--- What you need to do ---
Pull out each line of the records below that contains the string "sleeve", copying every such line in full. Case matters when matching.

— Start of Dataset records —

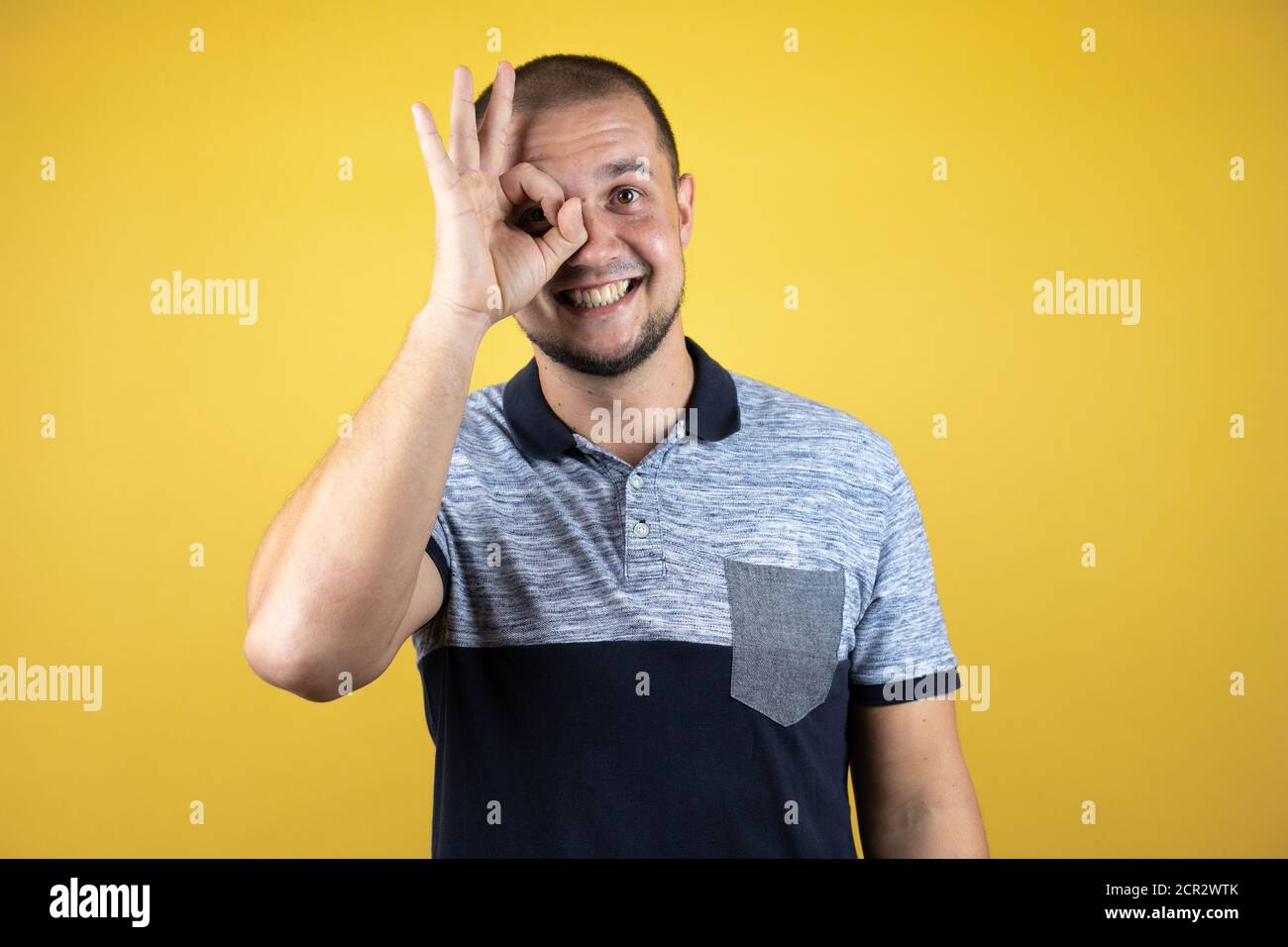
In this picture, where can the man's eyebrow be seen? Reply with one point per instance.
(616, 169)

— End of Dataset records —
— Start of Dataset records —

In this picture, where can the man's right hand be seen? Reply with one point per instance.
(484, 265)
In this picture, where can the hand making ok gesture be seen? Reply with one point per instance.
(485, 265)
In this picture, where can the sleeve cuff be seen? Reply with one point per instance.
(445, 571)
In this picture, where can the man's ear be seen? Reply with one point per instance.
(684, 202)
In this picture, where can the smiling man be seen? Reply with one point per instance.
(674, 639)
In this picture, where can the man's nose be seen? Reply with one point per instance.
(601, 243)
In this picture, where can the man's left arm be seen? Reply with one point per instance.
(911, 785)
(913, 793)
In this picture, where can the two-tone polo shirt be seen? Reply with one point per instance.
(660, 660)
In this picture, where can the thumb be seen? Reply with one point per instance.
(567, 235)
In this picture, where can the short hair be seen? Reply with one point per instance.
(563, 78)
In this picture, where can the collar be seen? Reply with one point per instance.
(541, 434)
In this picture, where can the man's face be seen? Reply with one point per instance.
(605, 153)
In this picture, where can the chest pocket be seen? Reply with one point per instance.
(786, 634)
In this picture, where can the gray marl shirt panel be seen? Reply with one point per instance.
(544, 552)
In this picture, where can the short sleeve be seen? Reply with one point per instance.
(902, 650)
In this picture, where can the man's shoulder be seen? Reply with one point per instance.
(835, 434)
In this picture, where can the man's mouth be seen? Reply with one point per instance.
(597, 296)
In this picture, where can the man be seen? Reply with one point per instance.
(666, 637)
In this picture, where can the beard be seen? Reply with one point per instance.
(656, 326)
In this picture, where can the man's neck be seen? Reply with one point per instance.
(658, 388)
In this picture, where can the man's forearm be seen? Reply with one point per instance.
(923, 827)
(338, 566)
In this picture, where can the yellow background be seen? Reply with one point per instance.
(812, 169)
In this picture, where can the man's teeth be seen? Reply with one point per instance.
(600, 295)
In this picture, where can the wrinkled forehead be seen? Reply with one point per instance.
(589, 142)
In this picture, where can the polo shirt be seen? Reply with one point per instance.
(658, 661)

— End of Dataset records —
— Start of Dataset records —

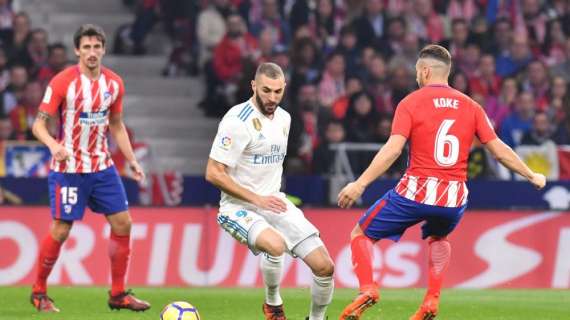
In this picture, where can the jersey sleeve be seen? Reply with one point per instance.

— End of Dataset records —

--- Expected output ---
In this picture, where can the sleeve cuff be seen? Reply with one point per instance.
In this picture, where can the short sleeve be seen? Reply with one point per instance.
In this picture, where can the jersey sleeve be seen? Reply with one point per instance.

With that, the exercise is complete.